§ YOUR TASK
Transcribe verbatim every line from the line containing "written like (293,17)." to the end of the entries, including both endpoints. Output nothing beyond those lines.

Entries from a pointing dataset:

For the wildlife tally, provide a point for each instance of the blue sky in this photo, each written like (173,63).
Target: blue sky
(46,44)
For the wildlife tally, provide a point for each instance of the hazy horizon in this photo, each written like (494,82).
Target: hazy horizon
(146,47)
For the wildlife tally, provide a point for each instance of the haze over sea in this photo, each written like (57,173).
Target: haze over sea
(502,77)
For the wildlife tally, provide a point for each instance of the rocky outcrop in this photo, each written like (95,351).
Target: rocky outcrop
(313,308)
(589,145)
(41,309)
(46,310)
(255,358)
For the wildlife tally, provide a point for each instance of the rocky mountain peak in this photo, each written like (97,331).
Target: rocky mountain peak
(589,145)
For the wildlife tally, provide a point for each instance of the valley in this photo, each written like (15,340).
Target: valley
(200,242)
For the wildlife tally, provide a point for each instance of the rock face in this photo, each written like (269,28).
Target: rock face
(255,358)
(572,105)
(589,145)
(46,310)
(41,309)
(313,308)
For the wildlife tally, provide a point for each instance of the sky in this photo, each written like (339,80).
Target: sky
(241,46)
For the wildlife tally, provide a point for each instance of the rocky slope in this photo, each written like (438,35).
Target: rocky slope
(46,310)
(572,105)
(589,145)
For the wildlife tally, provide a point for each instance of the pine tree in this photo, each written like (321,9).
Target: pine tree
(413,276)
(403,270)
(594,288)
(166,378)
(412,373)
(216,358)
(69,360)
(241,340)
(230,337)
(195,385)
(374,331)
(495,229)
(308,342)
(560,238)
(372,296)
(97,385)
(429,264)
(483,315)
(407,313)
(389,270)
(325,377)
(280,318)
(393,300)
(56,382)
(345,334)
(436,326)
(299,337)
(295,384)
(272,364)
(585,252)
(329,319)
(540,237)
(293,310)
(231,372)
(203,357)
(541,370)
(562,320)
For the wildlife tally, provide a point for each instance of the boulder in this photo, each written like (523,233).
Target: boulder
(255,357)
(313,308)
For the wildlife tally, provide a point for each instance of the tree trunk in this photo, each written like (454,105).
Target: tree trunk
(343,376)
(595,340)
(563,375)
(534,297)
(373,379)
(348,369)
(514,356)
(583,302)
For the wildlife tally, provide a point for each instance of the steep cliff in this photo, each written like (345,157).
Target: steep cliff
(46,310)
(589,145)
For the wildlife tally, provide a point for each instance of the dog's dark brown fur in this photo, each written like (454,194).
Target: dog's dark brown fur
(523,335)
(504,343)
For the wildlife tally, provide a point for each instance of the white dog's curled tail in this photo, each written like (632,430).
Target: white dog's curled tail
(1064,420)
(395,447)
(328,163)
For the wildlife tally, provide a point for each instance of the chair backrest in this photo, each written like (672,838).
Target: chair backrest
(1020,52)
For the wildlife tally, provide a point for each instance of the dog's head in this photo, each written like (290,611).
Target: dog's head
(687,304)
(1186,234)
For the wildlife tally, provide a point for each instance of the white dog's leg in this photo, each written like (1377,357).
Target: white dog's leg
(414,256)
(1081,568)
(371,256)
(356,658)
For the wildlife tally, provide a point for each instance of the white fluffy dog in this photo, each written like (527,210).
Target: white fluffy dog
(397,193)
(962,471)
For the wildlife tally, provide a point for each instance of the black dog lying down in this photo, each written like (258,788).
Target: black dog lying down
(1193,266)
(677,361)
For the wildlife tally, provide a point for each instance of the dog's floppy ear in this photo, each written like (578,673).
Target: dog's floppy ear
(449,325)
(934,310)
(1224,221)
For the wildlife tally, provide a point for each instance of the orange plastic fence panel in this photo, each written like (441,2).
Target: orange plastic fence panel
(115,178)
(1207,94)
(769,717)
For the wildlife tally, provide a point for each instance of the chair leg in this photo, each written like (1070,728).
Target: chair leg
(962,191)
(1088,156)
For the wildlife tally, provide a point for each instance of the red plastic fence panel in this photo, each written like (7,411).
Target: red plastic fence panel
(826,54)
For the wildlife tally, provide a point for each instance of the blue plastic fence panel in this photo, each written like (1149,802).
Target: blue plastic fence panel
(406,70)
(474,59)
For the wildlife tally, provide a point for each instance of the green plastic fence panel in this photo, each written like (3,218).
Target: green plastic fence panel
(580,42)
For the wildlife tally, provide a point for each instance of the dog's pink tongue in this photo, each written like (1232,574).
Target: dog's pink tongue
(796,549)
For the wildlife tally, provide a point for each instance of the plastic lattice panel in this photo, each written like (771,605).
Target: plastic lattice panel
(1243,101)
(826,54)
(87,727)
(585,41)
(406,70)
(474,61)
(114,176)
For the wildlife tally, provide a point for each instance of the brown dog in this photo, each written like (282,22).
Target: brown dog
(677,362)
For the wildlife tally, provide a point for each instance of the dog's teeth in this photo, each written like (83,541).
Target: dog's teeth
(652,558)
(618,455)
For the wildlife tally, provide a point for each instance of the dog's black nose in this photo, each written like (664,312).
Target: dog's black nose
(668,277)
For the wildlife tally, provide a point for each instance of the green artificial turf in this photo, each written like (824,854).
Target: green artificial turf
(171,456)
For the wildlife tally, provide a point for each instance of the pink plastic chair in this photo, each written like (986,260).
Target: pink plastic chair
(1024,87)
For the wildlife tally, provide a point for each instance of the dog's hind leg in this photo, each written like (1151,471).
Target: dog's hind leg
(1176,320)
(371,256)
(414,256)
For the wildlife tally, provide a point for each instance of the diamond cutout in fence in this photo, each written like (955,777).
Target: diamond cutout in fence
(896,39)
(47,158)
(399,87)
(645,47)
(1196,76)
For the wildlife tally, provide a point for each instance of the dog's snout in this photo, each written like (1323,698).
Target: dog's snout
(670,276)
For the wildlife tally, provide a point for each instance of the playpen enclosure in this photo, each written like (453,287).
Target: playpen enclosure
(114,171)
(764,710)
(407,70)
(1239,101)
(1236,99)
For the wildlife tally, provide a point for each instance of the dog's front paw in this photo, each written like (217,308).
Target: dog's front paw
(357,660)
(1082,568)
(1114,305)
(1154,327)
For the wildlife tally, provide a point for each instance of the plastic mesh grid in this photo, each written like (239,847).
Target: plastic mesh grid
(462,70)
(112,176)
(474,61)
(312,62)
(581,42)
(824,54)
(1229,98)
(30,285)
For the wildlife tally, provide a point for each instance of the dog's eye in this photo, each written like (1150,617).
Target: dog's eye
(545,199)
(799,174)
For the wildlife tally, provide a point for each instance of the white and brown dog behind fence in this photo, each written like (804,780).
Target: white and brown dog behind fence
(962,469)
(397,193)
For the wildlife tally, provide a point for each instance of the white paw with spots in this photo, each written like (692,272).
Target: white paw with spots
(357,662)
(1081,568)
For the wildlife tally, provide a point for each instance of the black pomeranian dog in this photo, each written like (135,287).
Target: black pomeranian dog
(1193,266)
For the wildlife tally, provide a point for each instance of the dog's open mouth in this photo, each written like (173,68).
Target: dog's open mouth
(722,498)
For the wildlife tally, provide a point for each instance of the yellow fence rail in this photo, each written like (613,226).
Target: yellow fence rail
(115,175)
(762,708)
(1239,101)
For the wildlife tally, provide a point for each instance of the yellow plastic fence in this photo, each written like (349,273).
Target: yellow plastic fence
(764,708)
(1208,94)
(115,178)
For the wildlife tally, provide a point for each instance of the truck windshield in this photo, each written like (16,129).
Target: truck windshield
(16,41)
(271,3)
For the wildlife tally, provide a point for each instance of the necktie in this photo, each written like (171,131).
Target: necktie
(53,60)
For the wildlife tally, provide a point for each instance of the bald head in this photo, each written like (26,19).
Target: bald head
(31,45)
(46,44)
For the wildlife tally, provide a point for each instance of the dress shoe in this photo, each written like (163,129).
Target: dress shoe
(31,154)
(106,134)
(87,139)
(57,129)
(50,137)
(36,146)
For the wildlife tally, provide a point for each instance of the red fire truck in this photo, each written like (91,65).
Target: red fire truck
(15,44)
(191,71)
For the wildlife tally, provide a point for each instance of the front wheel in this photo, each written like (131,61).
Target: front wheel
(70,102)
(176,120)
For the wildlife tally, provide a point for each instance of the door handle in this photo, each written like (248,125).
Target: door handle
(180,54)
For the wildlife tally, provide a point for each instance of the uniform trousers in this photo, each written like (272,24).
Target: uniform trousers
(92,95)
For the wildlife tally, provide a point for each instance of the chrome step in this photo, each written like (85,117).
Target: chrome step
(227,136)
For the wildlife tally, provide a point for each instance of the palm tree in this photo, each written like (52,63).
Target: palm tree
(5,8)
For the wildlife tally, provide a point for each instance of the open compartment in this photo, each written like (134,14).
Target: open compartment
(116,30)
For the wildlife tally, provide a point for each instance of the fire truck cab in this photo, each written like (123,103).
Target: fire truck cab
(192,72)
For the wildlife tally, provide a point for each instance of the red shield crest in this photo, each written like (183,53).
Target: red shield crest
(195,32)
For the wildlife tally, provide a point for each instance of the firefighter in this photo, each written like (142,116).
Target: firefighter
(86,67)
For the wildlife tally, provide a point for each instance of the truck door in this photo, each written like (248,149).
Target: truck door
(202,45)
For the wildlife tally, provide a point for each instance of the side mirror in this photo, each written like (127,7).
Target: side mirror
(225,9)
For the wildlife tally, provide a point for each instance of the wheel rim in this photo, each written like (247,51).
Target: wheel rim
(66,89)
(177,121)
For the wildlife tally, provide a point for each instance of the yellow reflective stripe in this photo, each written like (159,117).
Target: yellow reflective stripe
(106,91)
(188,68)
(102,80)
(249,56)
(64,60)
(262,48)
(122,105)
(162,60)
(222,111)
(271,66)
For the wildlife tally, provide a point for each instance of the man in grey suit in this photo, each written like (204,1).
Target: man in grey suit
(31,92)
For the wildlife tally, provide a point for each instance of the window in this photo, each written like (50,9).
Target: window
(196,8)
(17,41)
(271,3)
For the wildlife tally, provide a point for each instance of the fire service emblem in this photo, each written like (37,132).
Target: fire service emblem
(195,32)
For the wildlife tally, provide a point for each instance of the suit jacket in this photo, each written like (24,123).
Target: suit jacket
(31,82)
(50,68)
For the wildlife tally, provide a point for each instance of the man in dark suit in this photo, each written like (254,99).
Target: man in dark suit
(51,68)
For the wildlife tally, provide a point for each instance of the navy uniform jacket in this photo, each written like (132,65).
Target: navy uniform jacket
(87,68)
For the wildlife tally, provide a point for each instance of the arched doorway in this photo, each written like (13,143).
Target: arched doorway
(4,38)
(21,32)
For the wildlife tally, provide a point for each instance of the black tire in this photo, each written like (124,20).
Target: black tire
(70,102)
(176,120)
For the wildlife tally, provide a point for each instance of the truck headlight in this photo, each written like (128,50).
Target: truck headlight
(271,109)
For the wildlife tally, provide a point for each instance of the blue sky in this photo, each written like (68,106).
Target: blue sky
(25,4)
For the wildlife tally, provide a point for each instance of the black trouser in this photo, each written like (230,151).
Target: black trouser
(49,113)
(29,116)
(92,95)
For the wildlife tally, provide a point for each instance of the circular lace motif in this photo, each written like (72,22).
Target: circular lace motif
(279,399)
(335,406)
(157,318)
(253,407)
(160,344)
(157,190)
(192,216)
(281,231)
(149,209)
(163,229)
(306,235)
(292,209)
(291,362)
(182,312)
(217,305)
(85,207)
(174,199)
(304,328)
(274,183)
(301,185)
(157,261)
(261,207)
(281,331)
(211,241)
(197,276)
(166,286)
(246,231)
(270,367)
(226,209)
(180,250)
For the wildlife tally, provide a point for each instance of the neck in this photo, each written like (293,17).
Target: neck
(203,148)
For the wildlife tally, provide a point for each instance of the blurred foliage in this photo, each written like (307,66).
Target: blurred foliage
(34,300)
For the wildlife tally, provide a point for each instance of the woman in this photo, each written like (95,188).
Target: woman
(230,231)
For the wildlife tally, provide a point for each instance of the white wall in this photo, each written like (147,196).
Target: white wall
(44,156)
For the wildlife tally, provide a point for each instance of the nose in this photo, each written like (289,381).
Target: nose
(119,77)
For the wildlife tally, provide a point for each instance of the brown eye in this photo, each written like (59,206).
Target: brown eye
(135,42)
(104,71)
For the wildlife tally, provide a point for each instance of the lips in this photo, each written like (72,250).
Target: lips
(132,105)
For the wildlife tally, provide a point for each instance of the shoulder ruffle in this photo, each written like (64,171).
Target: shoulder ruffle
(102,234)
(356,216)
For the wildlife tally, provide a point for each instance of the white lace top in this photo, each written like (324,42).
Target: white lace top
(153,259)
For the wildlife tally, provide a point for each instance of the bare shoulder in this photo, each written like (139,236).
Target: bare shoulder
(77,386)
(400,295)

§ TASK RESULT
For the wildlife tally, provide a point for each instance of the neck in this photo, each written like (293,17).
Target: neck
(203,148)
For the wildlife tally, provide a point for each instance of the blurred foliage in this photo, each written like (307,66).
Target: blurred foliage
(34,300)
For the wildlife tally, provide a point for each instance of the woman in this photo, each written like (95,188).
Target: woman
(230,231)
For the wildlife tally, provide a point for each instance of the white wall in this photo, each written like (147,196).
Target: white wall
(44,156)
For the wildlife tally, provide a point for each instance of the nose in this photo, each written like (289,381).
Target: nose
(119,77)
For the wildlife tally, provide a point for each instance of the brown eye in this photo, each written like (59,206).
Target: brown eye
(135,42)
(104,71)
For the wildlife tally, provide a point for each instance of the lips in this photo, each written like (72,250).
Target: lips
(132,105)
For the wildlife tally, provide a point for each instance of the shoulder ruffle in this photo, each written like (64,171).
Target: shoulder ruffle
(102,234)
(356,216)
For the wildlife tally, provide a point for each instance of the white lace top in this photo, each written like (324,42).
Target: white lace top
(153,259)
For the wildlife tally, provide a point for each instance of the bare shoulder in this photo, each written like (139,236).
Target: bare shoulder
(77,386)
(400,295)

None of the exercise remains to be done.